Material for this exercise

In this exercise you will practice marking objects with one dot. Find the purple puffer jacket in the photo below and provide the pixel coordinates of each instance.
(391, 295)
...
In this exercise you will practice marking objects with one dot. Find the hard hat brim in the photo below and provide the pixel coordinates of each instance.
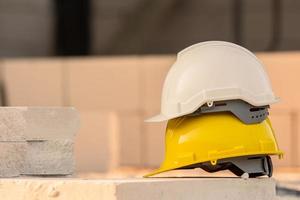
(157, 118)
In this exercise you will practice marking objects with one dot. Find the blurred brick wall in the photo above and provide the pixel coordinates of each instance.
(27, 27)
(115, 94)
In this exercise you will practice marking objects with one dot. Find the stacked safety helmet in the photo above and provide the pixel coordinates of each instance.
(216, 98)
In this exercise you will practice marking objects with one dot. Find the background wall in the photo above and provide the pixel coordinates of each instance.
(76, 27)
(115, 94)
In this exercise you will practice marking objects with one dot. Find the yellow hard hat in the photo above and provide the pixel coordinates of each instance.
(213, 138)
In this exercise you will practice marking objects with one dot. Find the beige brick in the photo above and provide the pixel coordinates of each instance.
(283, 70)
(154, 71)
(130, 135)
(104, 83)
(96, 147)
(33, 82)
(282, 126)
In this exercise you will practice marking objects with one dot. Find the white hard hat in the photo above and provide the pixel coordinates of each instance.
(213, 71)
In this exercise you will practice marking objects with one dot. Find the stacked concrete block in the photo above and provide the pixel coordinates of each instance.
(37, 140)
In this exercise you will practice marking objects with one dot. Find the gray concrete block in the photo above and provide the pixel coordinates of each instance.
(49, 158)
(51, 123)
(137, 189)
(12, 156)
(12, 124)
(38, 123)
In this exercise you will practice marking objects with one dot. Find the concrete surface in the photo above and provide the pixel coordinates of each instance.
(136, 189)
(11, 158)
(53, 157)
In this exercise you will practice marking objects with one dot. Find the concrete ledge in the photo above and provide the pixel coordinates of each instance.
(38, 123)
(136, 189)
---
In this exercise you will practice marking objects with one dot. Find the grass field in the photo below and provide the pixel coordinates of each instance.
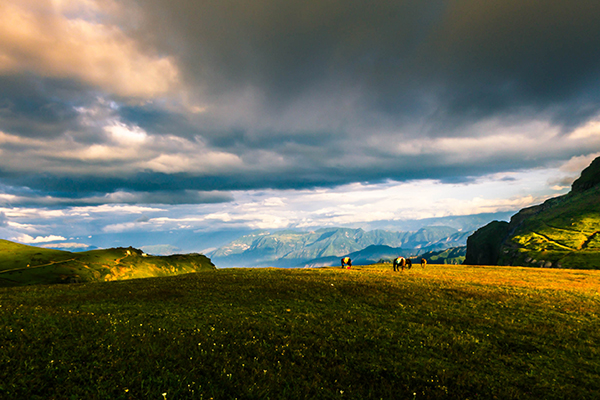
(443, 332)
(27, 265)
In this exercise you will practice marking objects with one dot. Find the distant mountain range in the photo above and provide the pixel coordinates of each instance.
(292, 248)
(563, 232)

Problem statement
Identify each line above that contains the word "hard" and copy it out in full. Case counts, so a line only matches if the capitalization is the same.

Result
In this exercise you will practice marking objects with one dot. Find the hard hat brim in the photo below and provide the pixel coordinates of each instance.
In this exercise you will practice marking objects with one dot. Find the yellow hard hat in the photo above and provide the pixel coordinates of each instance.
In this exercise you will practice marking objects with one dot. Find the white hard hat in the photo above and provide the pixel coordinates of each instance.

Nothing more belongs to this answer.